There are a ton of applications out there that do PART of what I want, and my expectations for MT aren't that dramatic.  I merely want a simple tool with clean output, and an even cleaner interface.  

Deliver that, and I'll deliver my money.  It's that simple.  I know some folks have an almost pathological desire to see MT fail, but I'm not one of them.  I'd love to see as many quality tools thrive as possible....because they each improve the quality overall.


----------



## bolen (Feb 27, 2002)

Maybe Eric you can shead some light on this.  I do not understand why this is not Wizard's highest priority project.

It really seems to me that interfacing the game and computer are a natural combo.  But Wizards seems to place this as a nice extra side project.  Read how long it is taking.  What is the thought process here.


----------



## EricNoah (Feb 28, 2002)

The thought process I can't say, but the history has been laid out many times.

++++++++

TO DO: Rewrite the forum thread from "There are a" to "(Feb 27, 2002)", putting "cash" in place of "money".

++++++++

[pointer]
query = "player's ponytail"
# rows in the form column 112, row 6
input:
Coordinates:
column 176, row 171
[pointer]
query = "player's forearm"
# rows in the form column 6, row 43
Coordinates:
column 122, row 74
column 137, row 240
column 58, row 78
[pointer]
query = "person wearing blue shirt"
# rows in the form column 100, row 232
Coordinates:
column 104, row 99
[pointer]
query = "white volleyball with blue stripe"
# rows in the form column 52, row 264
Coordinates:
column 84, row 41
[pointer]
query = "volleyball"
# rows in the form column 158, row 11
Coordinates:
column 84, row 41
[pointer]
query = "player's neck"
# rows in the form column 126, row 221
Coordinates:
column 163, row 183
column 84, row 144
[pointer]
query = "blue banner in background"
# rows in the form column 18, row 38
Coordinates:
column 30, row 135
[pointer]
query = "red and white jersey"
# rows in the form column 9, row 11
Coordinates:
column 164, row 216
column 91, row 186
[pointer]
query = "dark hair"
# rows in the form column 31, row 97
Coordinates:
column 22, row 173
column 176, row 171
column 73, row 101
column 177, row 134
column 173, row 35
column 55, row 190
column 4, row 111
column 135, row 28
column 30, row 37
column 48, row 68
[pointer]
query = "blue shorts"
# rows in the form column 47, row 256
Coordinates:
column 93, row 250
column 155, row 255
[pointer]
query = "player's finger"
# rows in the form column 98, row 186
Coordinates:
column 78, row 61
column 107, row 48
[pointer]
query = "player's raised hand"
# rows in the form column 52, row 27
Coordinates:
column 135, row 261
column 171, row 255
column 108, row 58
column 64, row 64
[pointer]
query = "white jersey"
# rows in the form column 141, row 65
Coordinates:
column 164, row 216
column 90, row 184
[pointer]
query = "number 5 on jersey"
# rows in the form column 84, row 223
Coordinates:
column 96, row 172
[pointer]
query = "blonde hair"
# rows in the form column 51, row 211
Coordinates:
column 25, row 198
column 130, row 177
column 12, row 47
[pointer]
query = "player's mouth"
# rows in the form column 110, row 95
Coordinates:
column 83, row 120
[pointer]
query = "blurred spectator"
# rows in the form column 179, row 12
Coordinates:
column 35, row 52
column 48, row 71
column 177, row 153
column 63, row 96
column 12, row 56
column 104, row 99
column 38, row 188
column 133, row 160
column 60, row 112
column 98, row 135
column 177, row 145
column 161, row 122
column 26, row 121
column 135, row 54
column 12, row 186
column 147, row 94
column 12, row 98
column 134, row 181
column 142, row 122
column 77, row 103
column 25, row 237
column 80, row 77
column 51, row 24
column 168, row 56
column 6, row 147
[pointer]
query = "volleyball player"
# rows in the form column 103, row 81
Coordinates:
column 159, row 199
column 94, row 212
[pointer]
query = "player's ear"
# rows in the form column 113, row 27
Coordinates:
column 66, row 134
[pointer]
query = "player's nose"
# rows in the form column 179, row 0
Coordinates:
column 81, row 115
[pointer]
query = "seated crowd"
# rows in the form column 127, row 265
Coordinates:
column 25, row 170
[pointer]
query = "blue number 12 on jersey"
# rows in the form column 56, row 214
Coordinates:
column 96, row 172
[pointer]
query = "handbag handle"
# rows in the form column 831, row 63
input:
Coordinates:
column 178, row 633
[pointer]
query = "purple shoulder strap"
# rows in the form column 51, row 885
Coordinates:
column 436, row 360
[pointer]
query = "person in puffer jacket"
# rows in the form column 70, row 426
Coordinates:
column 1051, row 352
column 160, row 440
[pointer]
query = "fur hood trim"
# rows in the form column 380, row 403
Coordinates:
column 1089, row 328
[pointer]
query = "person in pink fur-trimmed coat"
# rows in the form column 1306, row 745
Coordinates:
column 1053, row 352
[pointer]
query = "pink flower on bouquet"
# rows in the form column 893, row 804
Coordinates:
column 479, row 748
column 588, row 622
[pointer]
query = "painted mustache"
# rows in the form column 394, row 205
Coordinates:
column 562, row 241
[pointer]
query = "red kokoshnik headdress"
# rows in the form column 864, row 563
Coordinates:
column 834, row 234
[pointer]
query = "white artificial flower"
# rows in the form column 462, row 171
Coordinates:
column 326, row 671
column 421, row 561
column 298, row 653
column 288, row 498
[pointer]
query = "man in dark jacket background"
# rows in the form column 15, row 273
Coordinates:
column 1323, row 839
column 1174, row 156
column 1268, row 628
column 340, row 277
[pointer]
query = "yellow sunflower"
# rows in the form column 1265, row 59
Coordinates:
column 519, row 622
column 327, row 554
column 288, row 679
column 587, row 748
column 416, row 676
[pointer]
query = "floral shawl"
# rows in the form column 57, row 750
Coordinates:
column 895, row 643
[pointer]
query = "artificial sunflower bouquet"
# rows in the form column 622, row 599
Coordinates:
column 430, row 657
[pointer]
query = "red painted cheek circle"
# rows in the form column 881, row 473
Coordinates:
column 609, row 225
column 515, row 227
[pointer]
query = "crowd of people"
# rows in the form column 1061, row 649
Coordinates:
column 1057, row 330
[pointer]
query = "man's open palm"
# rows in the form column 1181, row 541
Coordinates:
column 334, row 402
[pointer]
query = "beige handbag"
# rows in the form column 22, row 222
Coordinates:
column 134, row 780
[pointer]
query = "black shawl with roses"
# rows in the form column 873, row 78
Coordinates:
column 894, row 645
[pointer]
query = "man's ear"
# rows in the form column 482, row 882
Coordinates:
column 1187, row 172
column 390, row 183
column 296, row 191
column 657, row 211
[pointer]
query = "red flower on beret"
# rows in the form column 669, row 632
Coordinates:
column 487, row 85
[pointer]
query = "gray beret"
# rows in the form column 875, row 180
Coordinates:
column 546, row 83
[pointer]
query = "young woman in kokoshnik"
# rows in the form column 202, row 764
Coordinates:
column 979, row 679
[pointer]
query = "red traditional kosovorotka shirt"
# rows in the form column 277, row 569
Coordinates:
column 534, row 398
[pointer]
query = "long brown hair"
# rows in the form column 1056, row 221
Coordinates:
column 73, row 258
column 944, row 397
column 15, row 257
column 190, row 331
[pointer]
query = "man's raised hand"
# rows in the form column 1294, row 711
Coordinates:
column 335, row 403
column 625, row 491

++++++++

WORKED SOLUTION:
There are a ton of applications out there that do PART of what I want, and my expectations for MT aren't that dramatic.  I merely want a simple tool with clean output, and an even cleaner interface.  

Deliver that, and I'll deliver my cash.  It's that simple.  I know some folks have an almost pathological desire to see MT fail, but I'm not one of them.  I'd love to see as many quality tools thrive as possible....because they each improve the quality overall.


----------



## bolen (Feb 27, 2002)